* REQUIRED WORK *
a. From the forum thread about rust prevention with whetstones, list the qualities Leo Barr says the chemical he adds to his sharpening water must have.
b. In the forum thread about rust prevention with whetstones, switch "blades" to "knives" and give the passage starting at "What cheap chemical" and ending at "mild is a must.".

* GIVEN TEXT *
-*-

# Rust prevention whist using whetstones



## Leo Barr (Jul 17, 2019)

What cheap chemical (that is not harsh on skin) can I add to my sharpening water to retard rust when sharpening Aogami or Sirogami steels rust appear when a long time is spent thinning & flattening blades whist using either natural or synthetic stones? I sharpen daily in different kitchens so cheap & mild is a must.


----------



## Lotmom (Jul 17, 2019)

A small amount of baking soda may help, but I think it would be better just to sharpen then remove the rust after?


----------



## Leo Barr (Jul 17, 2019)

I read somewhere there is another chemical apart from baking soda I don’t wish to spoil any finish I have achieved with naturals by treating any rust after sharpening I wish to retard the onslaught of rust in the first place. 
It occurs mostly when flattening hollows on new knives or spending time thinning when a knife has not been thinned behind the edge.


----------



## Lotmom (Jul 17, 2019)

Leo Barr said:


> I read somewhere there is another chemical apart from baking soda I don’t wish to spoil any finish I have achieved with naturals by treating any rust after sharpening I wish to retard the onslaught of rust in the first place.
> It occurs mostly when flattening hollows on new knives or spending time thinning when a knife has not been thinned behind the edge.

-*-

* DATA BLOCK *
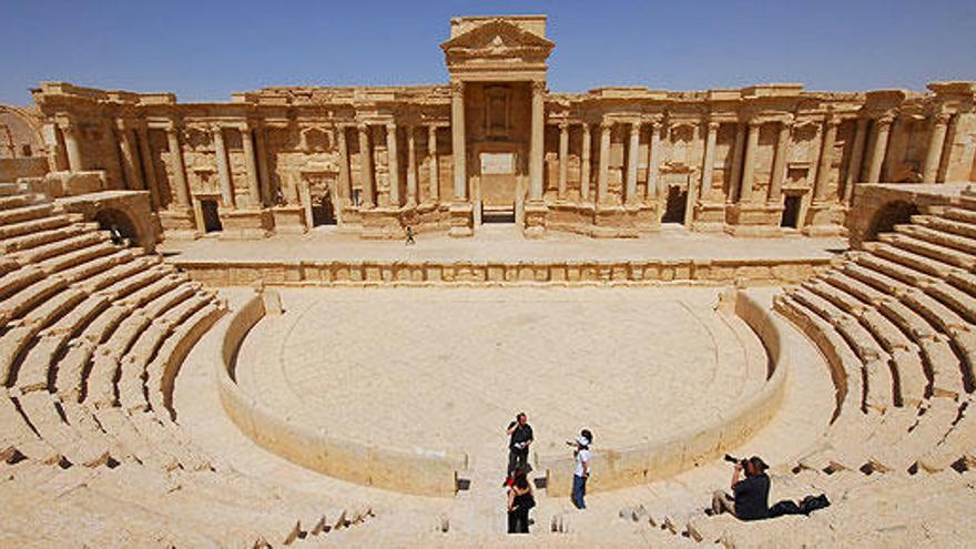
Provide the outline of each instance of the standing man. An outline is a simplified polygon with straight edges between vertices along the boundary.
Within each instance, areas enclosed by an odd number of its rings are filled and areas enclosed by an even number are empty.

-*-

* TASK RESPONSES *
a.
- Cheap
- Not harsh on skin
- Mild

b.
What cheap chemical (that is not harsh on skin) can I add to my sharpening water to retard rust when sharpening Aogami or Sirogami steels rust appear when a long time is spent thinning & flattening knives whist using either natural or synthetic stones? I sharpen daily in different kitchens so cheap & mild is a must.